To be done. Could you render the records below as a two-column CSV with the header row request,points, one row for each request holding its text and its answer? Put each in a single quoted field with line breaks turned into spaces, include every record, and leave the pictures out.

Provided data.
#####
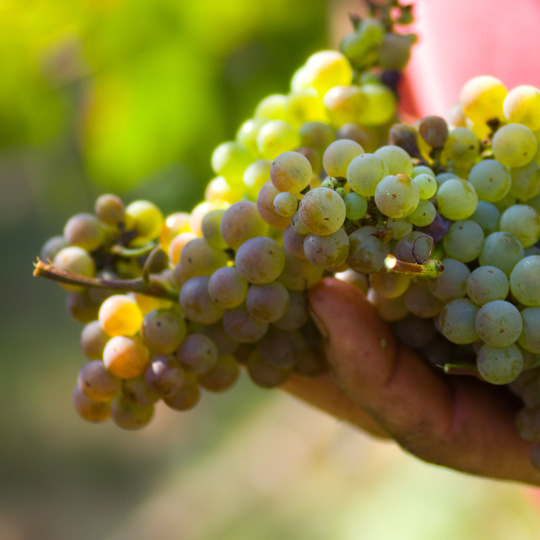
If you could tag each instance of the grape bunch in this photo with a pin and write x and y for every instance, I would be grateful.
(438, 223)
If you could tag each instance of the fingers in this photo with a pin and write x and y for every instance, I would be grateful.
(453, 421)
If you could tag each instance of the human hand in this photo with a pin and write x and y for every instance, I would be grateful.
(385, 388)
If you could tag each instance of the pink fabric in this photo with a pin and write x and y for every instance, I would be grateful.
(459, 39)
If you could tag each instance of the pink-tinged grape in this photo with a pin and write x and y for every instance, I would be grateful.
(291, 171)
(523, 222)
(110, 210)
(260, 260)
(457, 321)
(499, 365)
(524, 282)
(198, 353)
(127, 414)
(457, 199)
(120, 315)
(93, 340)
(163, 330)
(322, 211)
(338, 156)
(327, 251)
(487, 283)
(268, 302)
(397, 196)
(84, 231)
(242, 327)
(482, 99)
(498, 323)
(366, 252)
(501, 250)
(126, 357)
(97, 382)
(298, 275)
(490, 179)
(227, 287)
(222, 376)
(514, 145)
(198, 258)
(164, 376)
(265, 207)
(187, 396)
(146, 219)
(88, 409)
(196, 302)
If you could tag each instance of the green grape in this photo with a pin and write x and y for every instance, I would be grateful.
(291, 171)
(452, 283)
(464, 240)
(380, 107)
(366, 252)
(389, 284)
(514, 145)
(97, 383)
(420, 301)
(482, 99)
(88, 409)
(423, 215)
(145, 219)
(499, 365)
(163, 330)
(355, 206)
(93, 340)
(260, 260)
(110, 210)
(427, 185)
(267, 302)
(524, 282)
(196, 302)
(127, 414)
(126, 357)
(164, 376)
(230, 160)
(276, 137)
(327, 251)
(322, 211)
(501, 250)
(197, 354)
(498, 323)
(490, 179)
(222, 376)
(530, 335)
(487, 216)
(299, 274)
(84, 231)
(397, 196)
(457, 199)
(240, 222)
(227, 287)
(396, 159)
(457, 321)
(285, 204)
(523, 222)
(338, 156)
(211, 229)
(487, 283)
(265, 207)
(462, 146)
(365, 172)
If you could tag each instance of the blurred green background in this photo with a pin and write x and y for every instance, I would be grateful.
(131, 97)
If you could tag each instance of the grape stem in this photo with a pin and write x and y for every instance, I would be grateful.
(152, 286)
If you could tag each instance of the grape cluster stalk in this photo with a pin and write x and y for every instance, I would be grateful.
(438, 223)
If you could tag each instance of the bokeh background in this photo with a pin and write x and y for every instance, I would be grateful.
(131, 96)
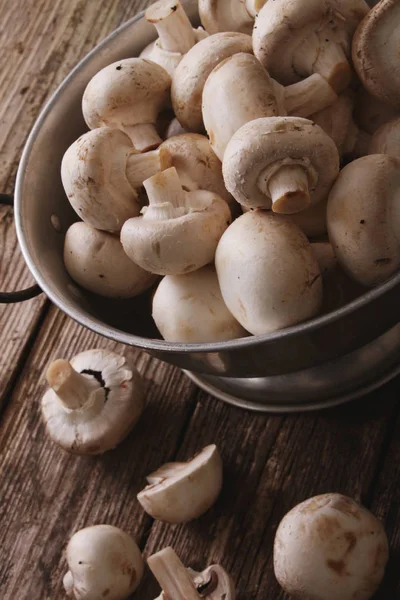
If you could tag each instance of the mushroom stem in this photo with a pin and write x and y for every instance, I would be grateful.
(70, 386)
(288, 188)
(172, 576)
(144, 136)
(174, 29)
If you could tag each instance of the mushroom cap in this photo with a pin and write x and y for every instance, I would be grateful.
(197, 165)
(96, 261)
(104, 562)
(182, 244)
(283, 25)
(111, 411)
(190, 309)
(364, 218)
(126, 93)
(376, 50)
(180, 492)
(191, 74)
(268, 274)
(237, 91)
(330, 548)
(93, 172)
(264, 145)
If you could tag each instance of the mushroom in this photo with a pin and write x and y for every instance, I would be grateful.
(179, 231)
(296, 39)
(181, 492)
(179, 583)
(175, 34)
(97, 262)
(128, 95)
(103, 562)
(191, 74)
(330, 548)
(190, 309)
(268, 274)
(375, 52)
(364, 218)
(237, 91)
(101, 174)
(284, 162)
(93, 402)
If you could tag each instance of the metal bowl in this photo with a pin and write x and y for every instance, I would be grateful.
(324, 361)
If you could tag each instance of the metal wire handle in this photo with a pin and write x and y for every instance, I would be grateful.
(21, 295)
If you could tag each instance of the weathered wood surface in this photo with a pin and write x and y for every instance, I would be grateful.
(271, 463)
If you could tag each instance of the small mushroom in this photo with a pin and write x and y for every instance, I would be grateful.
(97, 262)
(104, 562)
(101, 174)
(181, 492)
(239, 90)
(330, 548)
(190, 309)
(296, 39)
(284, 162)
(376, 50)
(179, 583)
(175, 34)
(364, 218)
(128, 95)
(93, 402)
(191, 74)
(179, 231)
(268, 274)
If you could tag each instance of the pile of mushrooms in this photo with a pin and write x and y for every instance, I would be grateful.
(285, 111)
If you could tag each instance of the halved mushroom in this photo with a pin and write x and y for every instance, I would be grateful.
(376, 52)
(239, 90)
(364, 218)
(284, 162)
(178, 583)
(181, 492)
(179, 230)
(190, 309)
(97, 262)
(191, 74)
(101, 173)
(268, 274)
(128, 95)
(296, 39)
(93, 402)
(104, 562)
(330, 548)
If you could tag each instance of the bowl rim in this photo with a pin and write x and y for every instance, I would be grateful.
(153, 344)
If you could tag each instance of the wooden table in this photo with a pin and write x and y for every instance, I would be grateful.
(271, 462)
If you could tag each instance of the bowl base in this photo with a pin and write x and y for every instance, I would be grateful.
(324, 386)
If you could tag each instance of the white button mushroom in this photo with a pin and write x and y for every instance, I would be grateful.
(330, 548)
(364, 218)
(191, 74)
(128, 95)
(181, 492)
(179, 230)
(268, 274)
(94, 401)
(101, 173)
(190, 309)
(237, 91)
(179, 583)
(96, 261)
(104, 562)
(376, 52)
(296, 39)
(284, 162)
#####
Exercise answer.
request,points
"If you could tag each instance of the grape bunch in this photo with a pin and write x and y for every instance, I would be grateful.","(438, 223)"
"If you could tag each instance of the fingers in this photo with a pin and write x and y for every instance, I would be grateful.","(453, 421)"
"If you could tag each instance of the human hand in this photo with a pin and write x and y for every instance, I would be grateful.","(385, 388)"
"If you could tag each instance of the pink fabric in this photo with a pin and write x and y for every instance, I would be grateful.","(459, 39)"
"If you could tag each instance of the pink-tinged grape in this photo with a pin and write x and y for every instance, I would be grateful.","(291, 171) (523, 222) (110, 210) (260, 260) (457, 321) (499, 365) (524, 282) (198, 353) (127, 414) (457, 199) (120, 315) (93, 340) (163, 330) (322, 211) (338, 156) (327, 251) (487, 283) (268, 302) (397, 196) (84, 231) (242, 327) (482, 99) (498, 323) (366, 252) (501, 250) (126, 357) (97, 382) (298, 275) (490, 179) (227, 287) (222, 376) (514, 145) (198, 258) (164, 376) (265, 207) (187, 396) (146, 219) (88, 409) (196, 302)"
"If you could tag each instance of the green grape in this photo with a pin and write x and y for every instance, I would be grateful.","(291, 171) (452, 283) (464, 240) (380, 107) (366, 252) (389, 284) (514, 145) (97, 383) (420, 301) (482, 99) (88, 409) (423, 215) (145, 219) (499, 365) (163, 330) (355, 206) (93, 340) (260, 260) (110, 210) (427, 185) (267, 302) (524, 282) (196, 302) (127, 414) (126, 357) (164, 376) (230, 160) (276, 137) (327, 251) (322, 211) (501, 250) (197, 354) (498, 323) (490, 179) (222, 376) (530, 335) (487, 216) (299, 274) (84, 231) (397, 196) (457, 199) (240, 222) (227, 287) (396, 159) (457, 321) (285, 204) (523, 222) (338, 156) (211, 229) (487, 283) (265, 207) (462, 146) (365, 172)"
"If you could tag each instance of the blurred green background in this photo with a pin and write x and y for every instance, I would be grateful.","(131, 97)"
"If you could tag each instance of the grape stem in this photo with a pin and write x and y for every instance, I would be grateful.","(152, 286)"
"If you could tag each instance of the grape cluster stalk in this photo with a pin and write x and y for every instance, I would be grateful.","(438, 223)"
"If you could tag each instance of the bokeh background in this photo with a pin and write x and y for every instance, I would be grateful.","(131, 96)"
"If you could tag each instance of the mushroom stem in this photo with a pin and write x and y for every instance, I would be grateful.","(70, 386) (288, 188) (172, 576) (144, 136) (174, 29)"
"If you could tag each instance of the mushroom cap in this photo with a pin and write x and y for every instance, I would be grateful.","(197, 165) (96, 261) (104, 562) (182, 244) (283, 25) (111, 411) (190, 309) (364, 218) (126, 93) (376, 50) (180, 492) (191, 74) (268, 274) (237, 91) (330, 548) (93, 172) (264, 145)"
"If you could tag each instance of the mushroom in this photo with a pin and write x and y for every instance, I would be grateful.","(179, 231) (296, 39) (181, 492) (179, 583) (175, 34) (97, 262) (128, 95) (103, 562) (191, 74) (330, 548) (190, 309) (268, 274) (375, 52) (364, 218) (237, 91) (101, 174) (284, 162) (93, 402)"
"If you could tag each instance of the metal bowl in this photo with a pin and write x and y for every instance, I would be grateful.","(324, 361)"
"If you could tag each instance of the metal wire handle in this photo with a pin and write x and y for every instance, I would be grateful.","(21, 295)"
"If you could tag each instance of the weathered wood surface in this photo with a pin and write x and y for every instance, I would be grateful.","(271, 463)"
"If you could tag each instance of the small mushroom in this photo with a pin and write x and y for every instance, I would be grateful.","(97, 262) (104, 562) (101, 174) (181, 492) (239, 90) (330, 548) (190, 309) (296, 39) (284, 162) (376, 50) (179, 583) (175, 34) (364, 218) (128, 95) (93, 402) (191, 74) (179, 231) (268, 274)"
"If you could tag each instance of the pile of mushrooms in this photo with a pin and write x and y for every instance, I would be grateful.","(285, 111)"
"If you could tag each instance of the halved mushroom in this photo with a pin and write x and y for every instance, I would be grateful.","(376, 52) (239, 90) (364, 218) (284, 162) (178, 583) (181, 492) (179, 230) (190, 309) (97, 262) (191, 74) (101, 173) (268, 274) (128, 95) (296, 39) (93, 402) (104, 562) (330, 548)"
"If you could tag each instance of the bowl rim in this photo with a pin and write x and y for every instance, I would be grateful.","(153, 344)"
"If you could tag each instance of the wooden table in this photo with a pin and write x and y for every instance, I would be grateful.","(271, 462)"
"If you could tag each instance of the bowl base in this photo with a pin and write x and y for every instance, I would be grateful.","(324, 386)"
"If you could tag each instance of the white button mushroom in this photo with a pin and write x and y for every instance, I would be grateful.","(330, 548) (364, 218) (191, 74) (128, 95) (181, 492) (179, 230) (268, 274) (94, 401) (101, 173) (190, 309) (237, 91) (179, 583) (96, 261) (104, 562) (376, 52) (296, 39) (284, 162)"